**REQUIREMENT A**
Reproduce word for word the passage of the article on the Onion below, from "The looming fear, of" up to and including "make a buck.".
**REQUIREMENT B**
Answer these questions using the article on the Onion below:
(i) In what city was the office building where the writers worked before the company moved to New York?
(ii) What percentage of the company's revenue comes from newspaper ads?
(iii) Who is set to produce the Onion movie?
::: TEXT PROVIDED :::
Yet even after the Onion hit it big on the Web, the company stayed low-key. The writers still dreamed up their headlines (at the Onion, headlines come first) in a Madison, Wis., office building and earned about $25,000 a year. One former Onion writer, Dan Vebber, who now works as a TV comedy writer in Hollywood, says money was never what motivated the staff. "There was something about growing up in the Midwest in blue-collar families that made us all pretty stunned we were able to make a living putting words on paper," he says. "To this day, I think a lot of the writers are still shell-shocked they are getting paid to do something they love."

When the dotcom crash hit and the Onion's online revenue disappeared, its diverse business model--including the newspaper and Our Dumb Century, a best-selling book--helped it squeak through. Today newspaper ads from its five regional editions still account for 50 percent of the company's revenue, compared with about 30 percent from Web advertising. (The rest comes from book proceeds, a few thousand subscribers to the paper, and other businesses.)

Things began to turn around in the fall of 2000, when, under pressure from the writers, the company moved to New York. There the Onion found a new investor: David Schafer, a businessman who had managed the $2.5 billion Strong Schafer Value Fund. "The Onion's strong point was never accounting, financial management, or business," Schafer admits. "Buying it was a bit of a shot in the dark, but we felt we could get a handle on it."

He did that by bringing on Sean Mills, who had run an interactive advertising agency in San Francisco. The first thing the new president did was revamp the ad-sales strategy. During the dotcom boom, ads flowed into the Onion without much coaxing from sales reps. But the flow had stopped, so Mills sent reps out to build relationships with ad agencies. That change and a new willingness to accept rich-media ads have helped the Onion replace fallen dotcom advertisers with such blue chips as DreamWorks, HBO, Nike, and Volkswagen. The strategy worked: The Onion is profitable again, although publisher Chris Cranmer admits no one's getting rich. "It's really the middle ground," she says. "We get to make a decent amount of money but have a large amount of happiness."

With Schafer's continued backing, Mills expects to grow the company about 25 percent a year for the next five years. There's talk of adding new paper editions in San Francisco, Minneapolis, and Boston. Also in the works is an Onion movie, written by the staff and set to be produced by David Zucker of Naked Gun fame. And while the website's weekly review of the news will remain free, a premium subscription service is in the works to give die-hard readers an extra helping of Onion humor.

But Mills isn't looking to transform the Onion into a ubiquitous brand. He's protective of its subversive cachet--one reason Jay Leno won't be doing a recurring segment called "News From the Onion." Last fall, The Tonight Show's producers called to offer the Onion a regular slot, but "we just didn't feel like it was the right place for us," Mills explains. That's not the first such offer he's waved off. "Most of my job is to say no to potential deals," says David Miner, an agent who represents the Onion. "It's OK if I never make a nickel on them, so long as I'm not the guy who killed the brand."

The looming fear, of course, is that the brand could languish if the commentary doesn't stay relevant and funny. "It's definitely getting harder because we try not to repeat ourselves," says editor Carol Kolb. As demonstrated by the failure of Spy Magazine and National Lampoon, humor publications have historically had trouble staying hot for long periods. But 15 years in, the Onion is still cranking out headlines like "Israelis, Palestinians Agree to Share Headline," and against all odds, the operation just keeps growing. To paraphrase Steve Martin, comedy isn't pretty, but it's not a bad way to make a buck.
::: MATERIAL :::
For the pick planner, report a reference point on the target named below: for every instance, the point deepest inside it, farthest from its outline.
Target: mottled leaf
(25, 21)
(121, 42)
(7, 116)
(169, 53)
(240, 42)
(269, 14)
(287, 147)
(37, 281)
:::
**WORKED SOLUTION A**
The looming fear, of course, is that the brand could languish if the commentary doesn't stay relevant and funny. "It's definitely getting harder because we try not to repeat ourselves," says editor Carol Kolb. As demonstrated by the failure of Spy Magazine and National Lampoon, humor publications have historically had trouble staying hot for long periods. But 15 years in, the Onion is still cranking out headlines like "Israelis, Palestinians Agree to Share Headline," and against all odds, the operation just keeps growing. To paraphrase Steve Martin, comedy isn't pretty, but it's not a bad way to make a buck.

**WORKED SOLUTION B**
(i) Madison, Wis.
(ii) 50 percent
(iii) David Zucker